What you will do: In the records below, begin at the line containing "77, row 50." and end at the line containing "16, row 50."; quote every line in that span exactly, including both boundary lines, and no others.

Provided data START

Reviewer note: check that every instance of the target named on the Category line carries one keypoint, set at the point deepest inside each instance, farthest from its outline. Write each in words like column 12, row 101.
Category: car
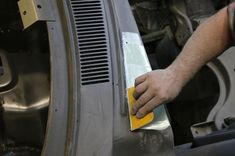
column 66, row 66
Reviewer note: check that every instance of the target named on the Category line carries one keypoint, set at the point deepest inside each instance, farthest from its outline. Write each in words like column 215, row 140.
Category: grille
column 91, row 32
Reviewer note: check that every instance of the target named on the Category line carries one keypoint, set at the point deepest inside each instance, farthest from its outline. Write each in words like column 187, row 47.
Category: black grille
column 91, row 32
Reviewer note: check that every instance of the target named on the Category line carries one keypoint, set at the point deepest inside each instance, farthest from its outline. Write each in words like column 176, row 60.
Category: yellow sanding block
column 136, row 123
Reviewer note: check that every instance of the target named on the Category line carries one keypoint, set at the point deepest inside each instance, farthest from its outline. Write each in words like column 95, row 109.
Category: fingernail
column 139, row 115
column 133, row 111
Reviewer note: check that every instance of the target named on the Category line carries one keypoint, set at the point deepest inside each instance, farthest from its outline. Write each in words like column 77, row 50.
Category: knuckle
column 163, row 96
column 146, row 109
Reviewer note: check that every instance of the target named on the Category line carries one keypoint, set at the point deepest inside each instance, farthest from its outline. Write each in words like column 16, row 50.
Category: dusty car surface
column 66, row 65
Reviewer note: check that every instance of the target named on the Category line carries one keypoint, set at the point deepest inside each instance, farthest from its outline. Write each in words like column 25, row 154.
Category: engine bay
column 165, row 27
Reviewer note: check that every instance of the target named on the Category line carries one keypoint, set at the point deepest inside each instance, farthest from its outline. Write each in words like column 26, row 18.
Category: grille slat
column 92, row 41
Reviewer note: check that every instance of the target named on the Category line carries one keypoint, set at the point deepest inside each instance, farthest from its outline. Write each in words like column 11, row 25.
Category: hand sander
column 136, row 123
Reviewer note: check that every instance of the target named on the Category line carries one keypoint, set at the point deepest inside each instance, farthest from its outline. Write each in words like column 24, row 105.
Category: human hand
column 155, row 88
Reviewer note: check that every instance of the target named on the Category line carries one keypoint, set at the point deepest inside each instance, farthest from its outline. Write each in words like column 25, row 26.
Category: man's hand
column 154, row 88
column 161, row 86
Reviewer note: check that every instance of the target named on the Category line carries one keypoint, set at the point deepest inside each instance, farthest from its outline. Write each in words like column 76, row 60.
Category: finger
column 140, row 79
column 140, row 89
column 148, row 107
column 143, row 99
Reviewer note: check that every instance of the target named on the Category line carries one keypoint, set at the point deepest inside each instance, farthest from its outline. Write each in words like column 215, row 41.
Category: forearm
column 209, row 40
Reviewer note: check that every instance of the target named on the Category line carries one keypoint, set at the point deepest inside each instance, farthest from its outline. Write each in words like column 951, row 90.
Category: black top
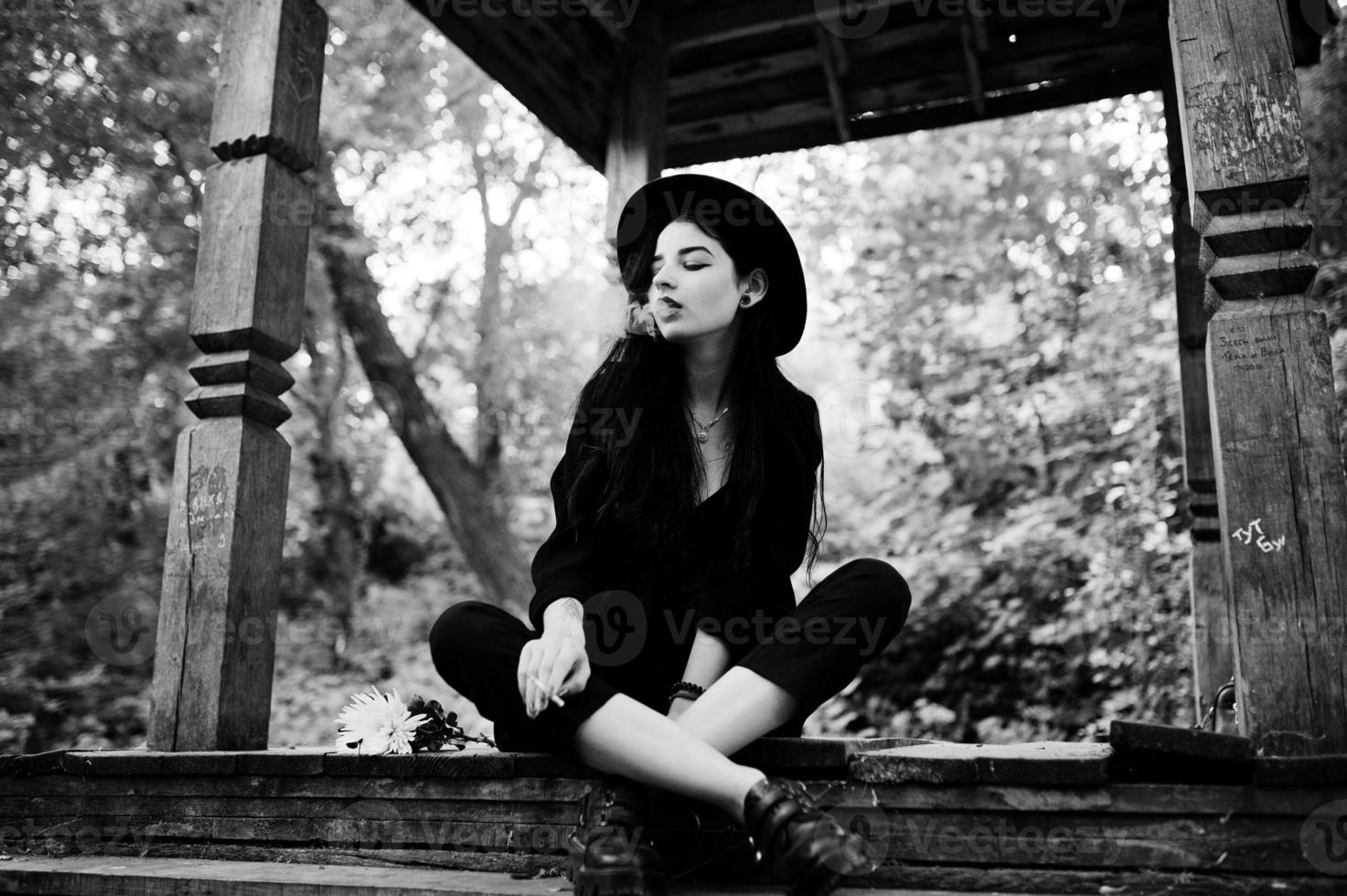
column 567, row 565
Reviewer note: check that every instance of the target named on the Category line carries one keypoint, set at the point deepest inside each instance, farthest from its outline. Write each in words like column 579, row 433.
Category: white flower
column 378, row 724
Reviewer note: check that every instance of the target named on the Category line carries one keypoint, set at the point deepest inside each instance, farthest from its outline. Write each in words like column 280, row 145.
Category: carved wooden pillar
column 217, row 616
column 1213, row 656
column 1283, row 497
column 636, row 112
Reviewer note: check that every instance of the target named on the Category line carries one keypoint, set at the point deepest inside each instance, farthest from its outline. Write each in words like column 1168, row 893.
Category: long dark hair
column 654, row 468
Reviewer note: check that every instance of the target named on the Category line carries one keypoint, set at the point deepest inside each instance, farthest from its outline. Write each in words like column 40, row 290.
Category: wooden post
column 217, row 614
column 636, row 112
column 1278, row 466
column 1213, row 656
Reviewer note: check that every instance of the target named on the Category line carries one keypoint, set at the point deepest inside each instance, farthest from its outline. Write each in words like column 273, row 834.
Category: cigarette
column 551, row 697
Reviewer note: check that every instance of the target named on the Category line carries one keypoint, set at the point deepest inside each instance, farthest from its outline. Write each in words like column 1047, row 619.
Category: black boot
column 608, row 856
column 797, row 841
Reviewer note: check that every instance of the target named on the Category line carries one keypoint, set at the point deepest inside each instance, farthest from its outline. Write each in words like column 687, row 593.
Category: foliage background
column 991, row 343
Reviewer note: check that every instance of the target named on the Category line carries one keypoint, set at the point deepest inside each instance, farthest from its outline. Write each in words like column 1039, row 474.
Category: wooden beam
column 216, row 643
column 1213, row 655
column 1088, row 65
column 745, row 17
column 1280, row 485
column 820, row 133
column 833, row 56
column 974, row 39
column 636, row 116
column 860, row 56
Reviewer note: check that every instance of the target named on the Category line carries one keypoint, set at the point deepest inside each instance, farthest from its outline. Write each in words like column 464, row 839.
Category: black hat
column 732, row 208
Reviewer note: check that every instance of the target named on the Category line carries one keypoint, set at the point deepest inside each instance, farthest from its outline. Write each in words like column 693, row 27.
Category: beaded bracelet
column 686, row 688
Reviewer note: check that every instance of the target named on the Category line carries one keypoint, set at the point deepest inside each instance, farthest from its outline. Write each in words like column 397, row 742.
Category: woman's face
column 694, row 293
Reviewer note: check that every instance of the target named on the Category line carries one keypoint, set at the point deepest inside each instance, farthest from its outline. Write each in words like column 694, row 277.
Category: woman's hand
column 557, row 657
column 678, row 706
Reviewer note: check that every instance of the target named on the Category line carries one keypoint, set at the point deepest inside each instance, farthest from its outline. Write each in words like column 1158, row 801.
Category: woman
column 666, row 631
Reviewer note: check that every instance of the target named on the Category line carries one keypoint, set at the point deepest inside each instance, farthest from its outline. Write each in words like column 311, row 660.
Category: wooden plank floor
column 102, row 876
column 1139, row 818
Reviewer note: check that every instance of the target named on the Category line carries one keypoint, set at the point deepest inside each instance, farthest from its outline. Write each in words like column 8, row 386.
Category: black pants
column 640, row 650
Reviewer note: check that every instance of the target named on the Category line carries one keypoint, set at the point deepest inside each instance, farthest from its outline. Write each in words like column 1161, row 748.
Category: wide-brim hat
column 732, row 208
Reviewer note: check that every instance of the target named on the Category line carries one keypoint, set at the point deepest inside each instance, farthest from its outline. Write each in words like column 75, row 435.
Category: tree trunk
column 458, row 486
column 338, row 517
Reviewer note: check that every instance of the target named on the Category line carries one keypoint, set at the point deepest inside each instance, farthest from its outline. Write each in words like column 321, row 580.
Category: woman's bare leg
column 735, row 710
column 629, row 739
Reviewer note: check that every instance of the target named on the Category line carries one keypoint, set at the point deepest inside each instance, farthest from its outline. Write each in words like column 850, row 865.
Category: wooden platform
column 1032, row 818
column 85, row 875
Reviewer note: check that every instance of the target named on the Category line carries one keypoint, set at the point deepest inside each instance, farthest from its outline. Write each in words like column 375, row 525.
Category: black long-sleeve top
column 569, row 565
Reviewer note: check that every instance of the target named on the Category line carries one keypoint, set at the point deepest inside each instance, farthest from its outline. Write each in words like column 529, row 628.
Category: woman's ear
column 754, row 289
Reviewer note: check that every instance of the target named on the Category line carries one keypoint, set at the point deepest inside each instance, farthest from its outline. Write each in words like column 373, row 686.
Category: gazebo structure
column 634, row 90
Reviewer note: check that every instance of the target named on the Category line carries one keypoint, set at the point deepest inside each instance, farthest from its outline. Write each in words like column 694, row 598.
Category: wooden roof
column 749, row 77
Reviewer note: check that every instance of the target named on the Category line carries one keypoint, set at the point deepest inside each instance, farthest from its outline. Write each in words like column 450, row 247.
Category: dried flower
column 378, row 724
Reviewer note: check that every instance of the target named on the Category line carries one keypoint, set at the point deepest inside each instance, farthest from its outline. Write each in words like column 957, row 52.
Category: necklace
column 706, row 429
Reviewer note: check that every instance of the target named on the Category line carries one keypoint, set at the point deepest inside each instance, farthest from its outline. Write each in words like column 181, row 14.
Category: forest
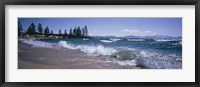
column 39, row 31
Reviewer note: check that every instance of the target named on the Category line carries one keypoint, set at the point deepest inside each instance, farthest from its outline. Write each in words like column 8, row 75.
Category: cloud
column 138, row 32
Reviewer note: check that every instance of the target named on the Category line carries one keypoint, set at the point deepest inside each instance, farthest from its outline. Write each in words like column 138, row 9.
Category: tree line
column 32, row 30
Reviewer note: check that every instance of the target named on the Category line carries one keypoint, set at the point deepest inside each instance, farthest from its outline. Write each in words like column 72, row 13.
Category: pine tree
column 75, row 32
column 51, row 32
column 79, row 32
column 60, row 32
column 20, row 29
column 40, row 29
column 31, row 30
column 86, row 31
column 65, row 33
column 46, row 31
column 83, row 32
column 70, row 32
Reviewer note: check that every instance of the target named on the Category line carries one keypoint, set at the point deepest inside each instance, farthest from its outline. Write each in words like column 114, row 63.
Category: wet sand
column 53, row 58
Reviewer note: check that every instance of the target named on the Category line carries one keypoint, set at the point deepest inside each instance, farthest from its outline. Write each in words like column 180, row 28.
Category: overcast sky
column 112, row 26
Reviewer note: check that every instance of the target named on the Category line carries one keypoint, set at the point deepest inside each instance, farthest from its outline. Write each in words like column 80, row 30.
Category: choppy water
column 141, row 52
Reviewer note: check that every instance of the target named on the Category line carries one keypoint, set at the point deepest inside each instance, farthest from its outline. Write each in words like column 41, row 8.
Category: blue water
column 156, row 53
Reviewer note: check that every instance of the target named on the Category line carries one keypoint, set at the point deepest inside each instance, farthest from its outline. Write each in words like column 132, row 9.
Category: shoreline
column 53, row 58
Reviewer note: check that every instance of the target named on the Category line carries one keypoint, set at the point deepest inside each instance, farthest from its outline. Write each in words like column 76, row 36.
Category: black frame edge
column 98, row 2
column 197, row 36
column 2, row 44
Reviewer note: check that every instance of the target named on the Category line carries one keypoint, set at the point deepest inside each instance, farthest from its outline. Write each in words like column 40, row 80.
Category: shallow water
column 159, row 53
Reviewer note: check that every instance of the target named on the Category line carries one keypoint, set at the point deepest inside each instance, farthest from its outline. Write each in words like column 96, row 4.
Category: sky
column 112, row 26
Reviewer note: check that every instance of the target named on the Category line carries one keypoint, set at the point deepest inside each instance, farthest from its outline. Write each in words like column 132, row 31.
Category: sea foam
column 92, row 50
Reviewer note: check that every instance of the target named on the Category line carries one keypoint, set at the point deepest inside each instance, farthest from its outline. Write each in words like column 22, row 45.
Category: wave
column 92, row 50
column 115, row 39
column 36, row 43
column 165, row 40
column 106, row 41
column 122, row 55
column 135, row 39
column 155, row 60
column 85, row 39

Provided data END

Written response:
Reviewer note: check that every instance of the target named on the Category line carries one keypoint, set at the point deepest inside each instance, farthest from its outline. Write each in words like column 77, row 50.
Category: knuckle
column 163, row 96
column 146, row 109
Reviewer note: check that every instance of the target named on the Category line carries one keypoint, set at the point deepest inside each instance, farthest from its outline. Write each in words like column 16, row 50.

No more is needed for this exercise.